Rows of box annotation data
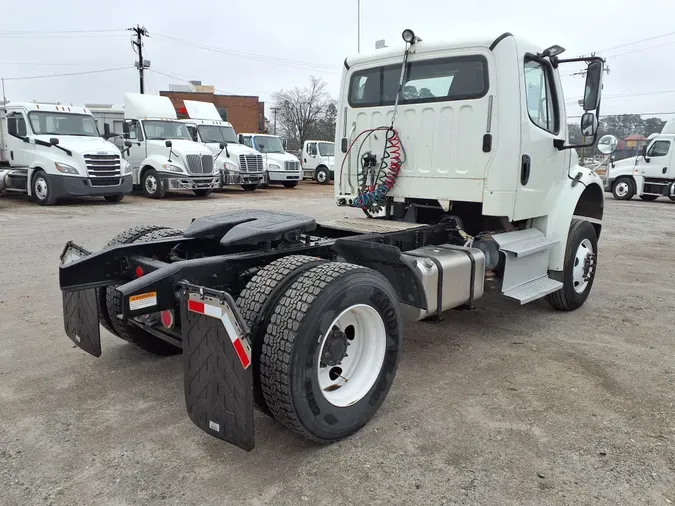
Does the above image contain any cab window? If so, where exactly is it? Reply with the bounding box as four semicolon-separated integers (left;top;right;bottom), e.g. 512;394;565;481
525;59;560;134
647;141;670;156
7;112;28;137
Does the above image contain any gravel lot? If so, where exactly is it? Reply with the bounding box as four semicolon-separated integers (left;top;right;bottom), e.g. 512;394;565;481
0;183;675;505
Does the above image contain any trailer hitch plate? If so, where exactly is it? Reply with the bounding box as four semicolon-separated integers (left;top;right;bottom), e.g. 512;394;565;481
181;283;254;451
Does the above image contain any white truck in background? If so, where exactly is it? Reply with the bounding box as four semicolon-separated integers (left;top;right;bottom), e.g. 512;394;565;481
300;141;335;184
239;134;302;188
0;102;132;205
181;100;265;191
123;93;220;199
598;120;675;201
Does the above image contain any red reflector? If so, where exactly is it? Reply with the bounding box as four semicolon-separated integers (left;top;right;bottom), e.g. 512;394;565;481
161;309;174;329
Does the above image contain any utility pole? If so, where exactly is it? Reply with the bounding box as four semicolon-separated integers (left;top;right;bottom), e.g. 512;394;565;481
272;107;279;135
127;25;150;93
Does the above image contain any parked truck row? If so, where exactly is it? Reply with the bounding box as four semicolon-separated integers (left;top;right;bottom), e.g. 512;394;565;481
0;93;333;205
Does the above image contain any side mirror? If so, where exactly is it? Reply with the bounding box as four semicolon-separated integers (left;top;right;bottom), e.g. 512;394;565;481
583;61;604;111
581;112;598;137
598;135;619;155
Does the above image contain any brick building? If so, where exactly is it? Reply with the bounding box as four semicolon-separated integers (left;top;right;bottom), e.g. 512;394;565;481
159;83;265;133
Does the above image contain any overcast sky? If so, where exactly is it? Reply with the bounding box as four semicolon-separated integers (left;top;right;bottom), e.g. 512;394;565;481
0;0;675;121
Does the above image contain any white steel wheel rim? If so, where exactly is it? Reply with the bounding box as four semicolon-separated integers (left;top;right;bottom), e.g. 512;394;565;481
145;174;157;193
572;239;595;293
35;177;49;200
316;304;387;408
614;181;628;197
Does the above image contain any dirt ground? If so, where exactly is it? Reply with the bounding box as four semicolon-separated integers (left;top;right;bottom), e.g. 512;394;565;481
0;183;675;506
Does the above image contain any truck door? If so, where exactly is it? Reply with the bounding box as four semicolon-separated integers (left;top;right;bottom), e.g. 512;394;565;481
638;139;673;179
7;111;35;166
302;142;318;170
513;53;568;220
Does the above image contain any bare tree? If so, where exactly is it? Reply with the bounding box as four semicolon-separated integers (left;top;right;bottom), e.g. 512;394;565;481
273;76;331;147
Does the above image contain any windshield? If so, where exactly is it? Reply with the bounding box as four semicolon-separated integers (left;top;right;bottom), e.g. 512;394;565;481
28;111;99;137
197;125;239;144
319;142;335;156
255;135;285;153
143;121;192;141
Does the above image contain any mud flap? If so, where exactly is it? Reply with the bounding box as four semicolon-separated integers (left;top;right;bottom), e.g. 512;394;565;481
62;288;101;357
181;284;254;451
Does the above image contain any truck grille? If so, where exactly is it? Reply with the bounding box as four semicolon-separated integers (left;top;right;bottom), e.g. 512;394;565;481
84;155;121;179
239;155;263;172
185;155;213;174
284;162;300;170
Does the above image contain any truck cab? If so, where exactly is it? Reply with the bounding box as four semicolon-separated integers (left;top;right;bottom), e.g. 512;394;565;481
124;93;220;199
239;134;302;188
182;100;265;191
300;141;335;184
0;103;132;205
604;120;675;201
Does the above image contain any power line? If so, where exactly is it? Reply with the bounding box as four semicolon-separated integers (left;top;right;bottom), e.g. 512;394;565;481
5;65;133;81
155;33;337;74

INSTRUCTIONS FOR THE TASK: Write out every row above word for word, omitting the pictures.

EXERCISE ANSWER:
Does the above image contain any cab window? If so, where exactly is it? Reply with the bounding box as four semicolon-separated integers (left;top;right;bottom), e.g. 512;394;565;481
525;59;560;134
647;141;670;156
7;112;28;137
Does the above image contain any gravel lot? If so, where exactly is it? Reply with the bounding box as four semicolon-separated integers (left;top;right;bottom), e.g. 512;394;565;481
0;183;675;505
Does the above image contain any trailer hitch plate? If so, where exactly is it? Reply with the bounding box as four semicolon-separated integers (left;top;right;bottom), e.g. 512;394;565;481
181;283;254;451
Does the above image contain any white truck in background? If so, where exactly is it? Reply with the bounding box as four semicolon-separated integers (left;top;right;bottom), e.g. 512;394;565;481
300;141;335;184
239;134;302;188
0;102;132;205
181;100;265;191
123;93;220;199
598;120;675;201
Does the above image contain any red reflector? If so, where exactly is it? Reply with the bounding box as four semicolon-separated integers (left;top;right;bottom), e.g. 512;394;565;481
161;309;174;329
Does the above image contain any utility pole? If so, where exactly is it? Reply with the bounding box as four semicolon-separated integers (left;top;right;bottom), e.g. 512;394;565;481
272;107;279;135
127;25;150;93
Does the above image contain any parked truck row? If so, where exactly is it? Reply with the bounding box as four semicolon-separated integers (left;top;right;bottom), e.g. 512;394;565;481
0;93;333;205
Does the above image contain any side mirror? If so, where exactly is it? Reply with the bounding box as four semicolon-separated integers (left;top;right;bottom), e.g. 512;394;565;481
583;61;604;111
581;112;598;137
598;135;619;155
Does the above image contain any brick building? If so, where exactly is it? Reply with the bounding box as four semicolon-separated integers (left;top;right;bottom), e.g. 512;394;565;481
159;83;265;133
Does the above image contain any overcast sky? If so, where exactly is it? Reply with the bounding box as four semicolon-separated integers (left;top;right;bottom), e.g. 512;394;565;481
0;0;675;121
Does the above image contain any white steel wheel rim? If so, where exactly is it? Reply with the bounding box as four semicolon-separated integers (left;top;right;bottom), e.g. 512;394;565;481
145;174;157;193
572;239;595;293
35;177;49;200
316;304;387;408
614;181;628;197
Does the above image contain any dirt ground? If so, where exactly is it? Reply with the bounding box as four semicolon-separated integers (left;top;right;bottom), e.g. 512;394;565;481
0;183;675;506
Does the above image contain any truck door? If so, where exactly is it? Reply with the bounding box as four semicolon-separated integers (left;top;right;bottom), e.g. 512;394;565;481
638;139;673;179
7;111;35;166
302;142;318;170
513;53;568;220
Does the above image contain any bare tree? If so, where exactly is it? Reply with the bounding box as four semicolon-separated integers (left;top;right;bottom), e.g. 512;394;565;481
273;76;331;147
Does the above image contain any windshield? If so, where exactly is it? Reply with the bounding box as four semicolon-separated integers (left;top;right;bottom), e.g. 512;394;565;481
28;111;99;137
197;125;239;144
319;142;335;156
255;135;285;153
143;121;192;141
Does the above image contain any mud flap? If so, where exactly is it? Reply with the bounding box as four semicolon-separated integers (left;top;right;bottom), e.g. 512;394;565;481
62;288;101;357
181;284;254;451
Does the above image contain any truck grille? If so, where exactly is it? Reply with the bounding box as four semicolon-separated integers (left;top;right;bottom), e.g. 512;394;565;481
84;155;121;179
239;155;263;172
185;155;213;174
284;162;300;170
Does the above image contain any truck cab? If so, where exactly is it? Reply with the bounding box as four semicolon-separated integers (left;top;right;bottom), e.g. 512;394;565;481
124;93;220;199
239;134;302;188
182;100;265;191
300;141;335;184
0;103;132;205
604;120;675;201
Does the above image contain any power line? If so, where exactly is it? Reply with the bounding box as four semicolon-separated integers (left;top;right;bottom), e.g. 512;394;565;481
5;65;133;81
155;33;337;74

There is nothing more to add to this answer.